• Task objective
List every line of the entries below that contains the string "pectoral", matching case exactly.

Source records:
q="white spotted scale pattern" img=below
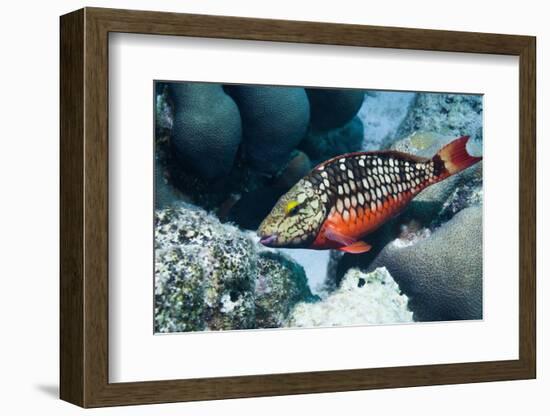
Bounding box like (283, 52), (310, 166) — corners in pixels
(305, 152), (442, 221)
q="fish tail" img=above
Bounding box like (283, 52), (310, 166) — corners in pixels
(432, 136), (482, 178)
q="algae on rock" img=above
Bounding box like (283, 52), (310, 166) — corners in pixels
(155, 204), (314, 332)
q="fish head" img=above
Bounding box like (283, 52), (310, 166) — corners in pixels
(258, 179), (326, 248)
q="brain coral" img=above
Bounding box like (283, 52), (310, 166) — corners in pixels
(306, 88), (365, 131)
(225, 85), (309, 174)
(169, 83), (242, 179)
(369, 206), (483, 321)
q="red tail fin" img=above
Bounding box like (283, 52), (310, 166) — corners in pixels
(432, 136), (482, 175)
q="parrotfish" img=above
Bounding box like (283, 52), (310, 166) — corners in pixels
(258, 136), (482, 253)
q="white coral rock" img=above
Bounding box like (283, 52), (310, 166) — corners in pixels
(286, 267), (413, 327)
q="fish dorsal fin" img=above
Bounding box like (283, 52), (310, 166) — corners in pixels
(313, 150), (430, 170)
(338, 241), (372, 254)
(325, 224), (356, 246)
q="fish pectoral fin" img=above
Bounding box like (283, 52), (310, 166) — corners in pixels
(325, 225), (357, 246)
(338, 241), (372, 254)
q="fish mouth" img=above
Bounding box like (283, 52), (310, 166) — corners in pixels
(260, 234), (277, 247)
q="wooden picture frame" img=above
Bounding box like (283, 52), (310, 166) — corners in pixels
(60, 8), (536, 407)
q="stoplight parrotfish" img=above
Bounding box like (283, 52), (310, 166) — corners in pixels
(258, 136), (482, 254)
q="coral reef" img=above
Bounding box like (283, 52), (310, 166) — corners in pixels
(306, 88), (365, 131)
(155, 82), (483, 332)
(225, 85), (309, 174)
(286, 267), (412, 327)
(300, 117), (364, 165)
(368, 206), (483, 321)
(254, 252), (318, 328)
(396, 93), (483, 146)
(169, 83), (242, 179)
(155, 205), (315, 332)
(357, 91), (416, 150)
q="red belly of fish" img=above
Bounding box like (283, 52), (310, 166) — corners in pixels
(311, 191), (414, 249)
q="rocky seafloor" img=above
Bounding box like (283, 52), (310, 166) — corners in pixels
(154, 83), (483, 333)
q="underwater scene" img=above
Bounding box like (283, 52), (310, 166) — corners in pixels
(153, 81), (483, 333)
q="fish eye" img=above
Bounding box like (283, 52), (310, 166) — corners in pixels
(285, 201), (300, 216)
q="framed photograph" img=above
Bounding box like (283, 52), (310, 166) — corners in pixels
(60, 8), (536, 407)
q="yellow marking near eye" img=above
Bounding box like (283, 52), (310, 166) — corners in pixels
(285, 201), (299, 214)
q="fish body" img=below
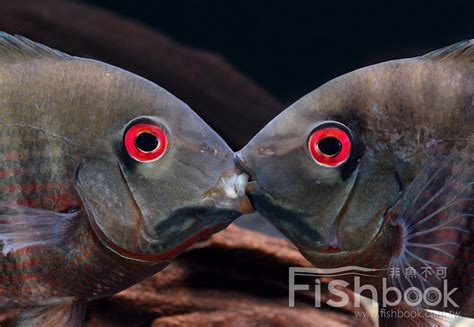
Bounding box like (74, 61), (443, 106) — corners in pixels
(236, 41), (474, 322)
(0, 33), (246, 326)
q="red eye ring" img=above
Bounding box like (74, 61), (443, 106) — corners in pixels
(124, 123), (168, 162)
(308, 127), (351, 167)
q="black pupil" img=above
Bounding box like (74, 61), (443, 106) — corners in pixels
(135, 132), (160, 152)
(318, 136), (342, 156)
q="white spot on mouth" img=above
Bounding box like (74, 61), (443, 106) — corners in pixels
(219, 173), (249, 199)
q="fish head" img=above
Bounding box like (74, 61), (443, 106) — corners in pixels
(77, 70), (251, 261)
(236, 51), (472, 264)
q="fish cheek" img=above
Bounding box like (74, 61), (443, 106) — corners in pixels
(76, 159), (152, 254)
(337, 160), (401, 251)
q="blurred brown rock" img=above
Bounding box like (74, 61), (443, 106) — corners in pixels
(0, 226), (372, 327)
(0, 0), (283, 149)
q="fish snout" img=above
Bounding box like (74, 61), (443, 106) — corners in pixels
(204, 169), (254, 214)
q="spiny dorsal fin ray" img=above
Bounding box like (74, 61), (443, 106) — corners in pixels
(0, 32), (71, 61)
(422, 39), (474, 62)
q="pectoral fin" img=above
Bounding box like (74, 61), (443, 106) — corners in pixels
(12, 298), (86, 327)
(0, 202), (78, 255)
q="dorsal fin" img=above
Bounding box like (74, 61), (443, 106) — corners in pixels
(422, 39), (474, 62)
(0, 32), (71, 61)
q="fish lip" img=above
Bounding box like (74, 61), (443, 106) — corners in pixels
(203, 169), (255, 214)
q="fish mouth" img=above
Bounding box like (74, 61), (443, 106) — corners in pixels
(203, 169), (255, 214)
(99, 223), (228, 262)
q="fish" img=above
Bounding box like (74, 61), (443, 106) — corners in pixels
(0, 32), (252, 326)
(236, 40), (474, 325)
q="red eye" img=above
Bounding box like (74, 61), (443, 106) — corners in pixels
(124, 124), (168, 162)
(308, 127), (351, 167)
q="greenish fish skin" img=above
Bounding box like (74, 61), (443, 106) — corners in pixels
(236, 40), (474, 322)
(0, 33), (246, 326)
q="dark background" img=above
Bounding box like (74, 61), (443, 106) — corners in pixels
(86, 0), (474, 104)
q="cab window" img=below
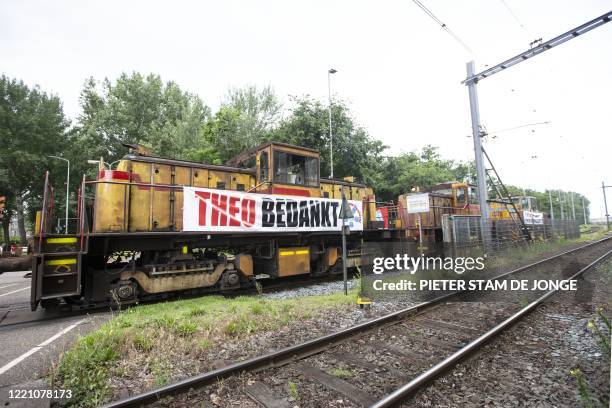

• Solved exercise
q="fish pectoral fin" img=above
q="pectoral fin" img=above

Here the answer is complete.